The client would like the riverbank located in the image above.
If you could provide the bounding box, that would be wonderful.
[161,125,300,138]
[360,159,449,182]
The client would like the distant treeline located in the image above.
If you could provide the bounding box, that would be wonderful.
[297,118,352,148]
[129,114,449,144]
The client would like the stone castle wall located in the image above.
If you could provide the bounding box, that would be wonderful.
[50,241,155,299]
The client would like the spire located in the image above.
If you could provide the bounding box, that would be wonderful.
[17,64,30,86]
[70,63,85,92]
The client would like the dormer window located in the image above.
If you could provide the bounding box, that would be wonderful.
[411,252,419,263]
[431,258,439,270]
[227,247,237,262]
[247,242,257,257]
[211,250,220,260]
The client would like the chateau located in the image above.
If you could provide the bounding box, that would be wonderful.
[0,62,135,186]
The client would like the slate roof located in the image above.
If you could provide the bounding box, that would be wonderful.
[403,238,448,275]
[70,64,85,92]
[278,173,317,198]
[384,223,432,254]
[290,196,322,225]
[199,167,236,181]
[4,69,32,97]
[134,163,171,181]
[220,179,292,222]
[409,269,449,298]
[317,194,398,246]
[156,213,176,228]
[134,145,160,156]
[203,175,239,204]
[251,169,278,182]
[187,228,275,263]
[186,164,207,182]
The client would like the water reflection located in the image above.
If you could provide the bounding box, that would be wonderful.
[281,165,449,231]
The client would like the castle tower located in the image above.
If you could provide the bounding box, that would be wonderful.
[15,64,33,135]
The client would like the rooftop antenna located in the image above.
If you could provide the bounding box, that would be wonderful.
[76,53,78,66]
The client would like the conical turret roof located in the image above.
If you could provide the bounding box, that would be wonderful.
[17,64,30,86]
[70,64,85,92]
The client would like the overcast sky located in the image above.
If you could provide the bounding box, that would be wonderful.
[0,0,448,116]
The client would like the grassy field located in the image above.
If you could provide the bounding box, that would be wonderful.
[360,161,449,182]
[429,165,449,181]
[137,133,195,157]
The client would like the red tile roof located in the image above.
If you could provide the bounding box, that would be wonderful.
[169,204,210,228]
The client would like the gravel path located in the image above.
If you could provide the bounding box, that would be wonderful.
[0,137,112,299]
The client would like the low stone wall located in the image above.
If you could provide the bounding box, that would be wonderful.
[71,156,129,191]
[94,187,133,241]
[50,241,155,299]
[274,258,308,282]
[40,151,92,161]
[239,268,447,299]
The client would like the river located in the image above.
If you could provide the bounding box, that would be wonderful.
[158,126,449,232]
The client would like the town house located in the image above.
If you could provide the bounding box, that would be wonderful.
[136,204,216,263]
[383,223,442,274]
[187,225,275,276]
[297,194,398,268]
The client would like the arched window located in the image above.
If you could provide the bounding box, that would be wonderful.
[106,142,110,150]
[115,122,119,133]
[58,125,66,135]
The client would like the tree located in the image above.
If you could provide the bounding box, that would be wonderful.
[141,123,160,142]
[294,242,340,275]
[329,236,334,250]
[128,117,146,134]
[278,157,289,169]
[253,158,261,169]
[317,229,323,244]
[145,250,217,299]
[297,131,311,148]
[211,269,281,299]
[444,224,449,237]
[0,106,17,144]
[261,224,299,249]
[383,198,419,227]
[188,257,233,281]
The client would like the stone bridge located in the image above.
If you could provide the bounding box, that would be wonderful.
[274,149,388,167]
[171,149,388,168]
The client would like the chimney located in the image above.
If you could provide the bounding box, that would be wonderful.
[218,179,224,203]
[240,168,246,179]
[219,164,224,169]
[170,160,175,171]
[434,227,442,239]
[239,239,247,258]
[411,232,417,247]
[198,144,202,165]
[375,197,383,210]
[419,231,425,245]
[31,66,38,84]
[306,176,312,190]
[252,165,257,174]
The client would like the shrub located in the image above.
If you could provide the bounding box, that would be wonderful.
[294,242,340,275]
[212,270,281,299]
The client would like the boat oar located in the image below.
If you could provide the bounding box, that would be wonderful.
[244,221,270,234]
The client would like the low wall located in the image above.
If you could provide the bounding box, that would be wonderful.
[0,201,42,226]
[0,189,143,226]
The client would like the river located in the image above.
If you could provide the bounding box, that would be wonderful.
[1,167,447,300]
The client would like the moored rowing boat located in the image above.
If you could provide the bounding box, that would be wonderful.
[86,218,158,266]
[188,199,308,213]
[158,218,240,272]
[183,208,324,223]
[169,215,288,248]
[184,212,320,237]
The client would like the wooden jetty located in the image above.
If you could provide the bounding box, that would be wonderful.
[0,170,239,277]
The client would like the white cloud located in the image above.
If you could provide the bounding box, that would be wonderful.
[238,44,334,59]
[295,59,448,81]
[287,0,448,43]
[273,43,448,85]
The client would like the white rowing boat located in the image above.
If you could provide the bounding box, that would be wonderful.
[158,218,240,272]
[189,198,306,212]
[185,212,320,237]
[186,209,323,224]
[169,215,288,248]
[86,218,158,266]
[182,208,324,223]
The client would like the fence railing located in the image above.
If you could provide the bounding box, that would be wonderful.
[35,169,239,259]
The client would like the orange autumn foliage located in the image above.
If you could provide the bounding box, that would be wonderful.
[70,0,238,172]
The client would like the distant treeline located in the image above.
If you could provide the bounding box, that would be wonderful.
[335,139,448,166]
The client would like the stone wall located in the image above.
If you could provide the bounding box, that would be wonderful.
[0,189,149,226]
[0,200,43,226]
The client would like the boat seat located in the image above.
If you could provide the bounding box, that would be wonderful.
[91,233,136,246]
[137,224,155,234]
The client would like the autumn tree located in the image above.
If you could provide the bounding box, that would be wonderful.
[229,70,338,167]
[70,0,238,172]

Directions: Report how many lines of the data above hold the string "boat". Nothing else belongs in the answer.

Task result: 4